----- DATASET RECORDS
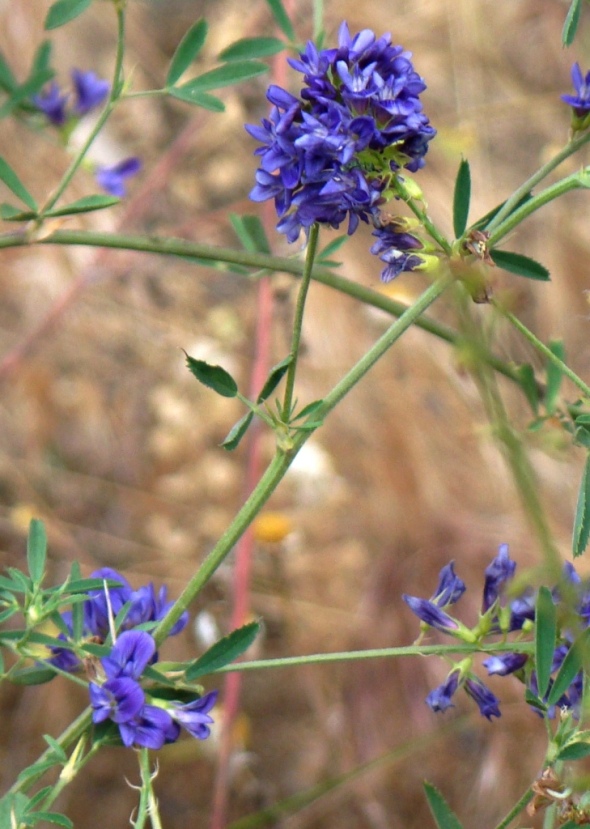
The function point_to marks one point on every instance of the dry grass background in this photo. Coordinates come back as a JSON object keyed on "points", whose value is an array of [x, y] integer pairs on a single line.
{"points": [[105, 436]]}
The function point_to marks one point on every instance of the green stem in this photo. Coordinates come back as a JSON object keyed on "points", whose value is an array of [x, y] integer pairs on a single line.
{"points": [[282, 460], [562, 187], [516, 809], [546, 352], [509, 205], [298, 321], [102, 119], [182, 247]]}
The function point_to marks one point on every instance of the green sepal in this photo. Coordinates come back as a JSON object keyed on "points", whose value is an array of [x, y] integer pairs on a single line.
{"points": [[249, 48], [572, 20], [223, 652], [581, 532], [281, 18], [545, 637], [237, 432], [443, 816], [198, 98], [520, 265], [214, 377], [36, 551], [63, 11], [576, 750], [226, 75], [461, 198], [187, 50], [12, 181], [571, 665]]}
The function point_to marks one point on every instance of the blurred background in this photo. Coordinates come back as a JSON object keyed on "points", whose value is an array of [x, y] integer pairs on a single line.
{"points": [[106, 437]]}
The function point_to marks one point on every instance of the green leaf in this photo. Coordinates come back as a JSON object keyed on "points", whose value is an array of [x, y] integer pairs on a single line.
{"points": [[574, 751], [214, 377], [331, 248], [441, 811], [63, 11], [528, 384], [554, 375], [252, 47], [224, 651], [237, 432], [571, 665], [482, 223], [56, 818], [250, 231], [36, 550], [12, 181], [274, 378], [85, 205], [32, 676], [226, 75], [572, 20], [197, 98], [582, 519], [461, 198], [519, 264], [545, 635], [187, 50], [281, 18]]}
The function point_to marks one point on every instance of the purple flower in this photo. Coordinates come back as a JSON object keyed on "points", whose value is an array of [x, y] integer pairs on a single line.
{"points": [[151, 727], [327, 155], [53, 104], [130, 655], [194, 716], [118, 699], [440, 698], [504, 664], [500, 571], [90, 91], [431, 614], [112, 179], [580, 102], [486, 701]]}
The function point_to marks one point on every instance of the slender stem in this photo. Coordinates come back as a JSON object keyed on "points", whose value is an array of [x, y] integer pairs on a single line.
{"points": [[375, 653], [282, 460], [298, 321], [546, 352], [104, 115], [521, 803], [183, 247], [421, 214], [570, 148], [572, 182]]}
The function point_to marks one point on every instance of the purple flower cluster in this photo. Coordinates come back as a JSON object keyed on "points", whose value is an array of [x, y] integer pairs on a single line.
{"points": [[502, 615], [116, 692], [580, 102], [89, 92], [329, 154]]}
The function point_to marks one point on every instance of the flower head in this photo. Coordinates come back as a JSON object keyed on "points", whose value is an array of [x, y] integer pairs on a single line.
{"points": [[580, 102], [112, 179], [327, 155]]}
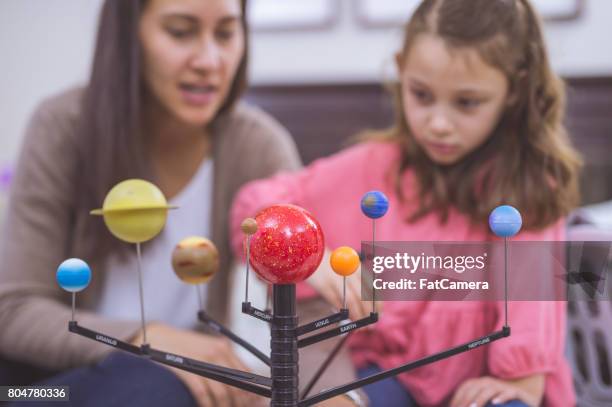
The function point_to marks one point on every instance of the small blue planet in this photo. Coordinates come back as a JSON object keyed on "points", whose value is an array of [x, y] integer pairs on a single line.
{"points": [[505, 221], [73, 275], [374, 204]]}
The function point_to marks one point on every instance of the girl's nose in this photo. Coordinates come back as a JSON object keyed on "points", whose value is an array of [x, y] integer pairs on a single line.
{"points": [[440, 124]]}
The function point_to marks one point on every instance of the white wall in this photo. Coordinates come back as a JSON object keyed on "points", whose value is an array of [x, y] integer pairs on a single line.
{"points": [[46, 45]]}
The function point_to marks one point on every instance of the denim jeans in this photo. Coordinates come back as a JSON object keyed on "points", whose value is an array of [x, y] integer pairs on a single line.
{"points": [[120, 379], [391, 393]]}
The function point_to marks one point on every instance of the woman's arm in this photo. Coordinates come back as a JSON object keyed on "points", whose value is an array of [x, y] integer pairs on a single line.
{"points": [[478, 392]]}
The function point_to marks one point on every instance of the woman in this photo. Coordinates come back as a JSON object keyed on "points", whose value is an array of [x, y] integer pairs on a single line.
{"points": [[161, 104]]}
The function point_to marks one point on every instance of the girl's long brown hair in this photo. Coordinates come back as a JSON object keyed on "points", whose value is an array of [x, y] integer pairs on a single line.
{"points": [[109, 143], [528, 161]]}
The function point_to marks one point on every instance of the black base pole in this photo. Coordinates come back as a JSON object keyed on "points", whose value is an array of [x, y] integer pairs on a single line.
{"points": [[284, 350]]}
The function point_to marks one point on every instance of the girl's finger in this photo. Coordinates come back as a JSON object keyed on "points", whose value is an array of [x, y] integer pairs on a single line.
{"points": [[484, 396], [505, 396]]}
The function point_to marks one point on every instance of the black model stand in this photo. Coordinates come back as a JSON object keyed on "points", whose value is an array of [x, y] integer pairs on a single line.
{"points": [[282, 385], [283, 347]]}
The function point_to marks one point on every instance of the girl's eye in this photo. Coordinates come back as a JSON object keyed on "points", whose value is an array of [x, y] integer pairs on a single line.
{"points": [[421, 95], [468, 103], [181, 33], [225, 35]]}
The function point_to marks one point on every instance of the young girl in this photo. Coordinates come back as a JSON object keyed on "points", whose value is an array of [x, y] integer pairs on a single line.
{"points": [[479, 124], [162, 103]]}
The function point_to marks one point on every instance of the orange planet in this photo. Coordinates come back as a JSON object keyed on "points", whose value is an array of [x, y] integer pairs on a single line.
{"points": [[195, 260]]}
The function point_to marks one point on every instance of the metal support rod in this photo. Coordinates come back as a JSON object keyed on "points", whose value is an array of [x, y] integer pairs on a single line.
{"points": [[204, 317], [246, 293], [73, 304], [373, 249], [505, 281], [336, 391], [283, 345], [142, 316], [324, 366]]}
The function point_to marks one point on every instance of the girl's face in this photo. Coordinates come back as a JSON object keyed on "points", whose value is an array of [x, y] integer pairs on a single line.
{"points": [[191, 50], [452, 99]]}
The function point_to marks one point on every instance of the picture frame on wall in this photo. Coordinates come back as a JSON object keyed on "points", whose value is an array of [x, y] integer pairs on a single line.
{"points": [[393, 13], [292, 15]]}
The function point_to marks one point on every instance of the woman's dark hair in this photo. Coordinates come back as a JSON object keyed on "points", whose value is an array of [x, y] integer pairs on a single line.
{"points": [[109, 144]]}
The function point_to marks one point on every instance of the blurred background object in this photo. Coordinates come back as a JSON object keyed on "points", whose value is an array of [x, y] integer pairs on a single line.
{"points": [[317, 66]]}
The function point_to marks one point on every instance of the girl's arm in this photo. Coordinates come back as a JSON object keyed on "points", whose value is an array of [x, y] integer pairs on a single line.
{"points": [[479, 391]]}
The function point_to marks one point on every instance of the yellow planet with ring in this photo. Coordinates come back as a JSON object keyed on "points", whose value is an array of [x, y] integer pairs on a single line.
{"points": [[134, 211], [195, 260]]}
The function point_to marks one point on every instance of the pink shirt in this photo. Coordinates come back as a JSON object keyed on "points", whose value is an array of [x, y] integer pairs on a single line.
{"points": [[331, 189]]}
----------
### EXERCISE
Copy everything from the line containing "of the pink" down to the end of the records, character for character.

### TASK OUTPUT
The function point_to marks one point on every instance of the pink shirt in this photo. Coordinates come back as a JSON object keyed on "points", whose value is an array of [x, y] integer pairs on a single line.
{"points": [[331, 189]]}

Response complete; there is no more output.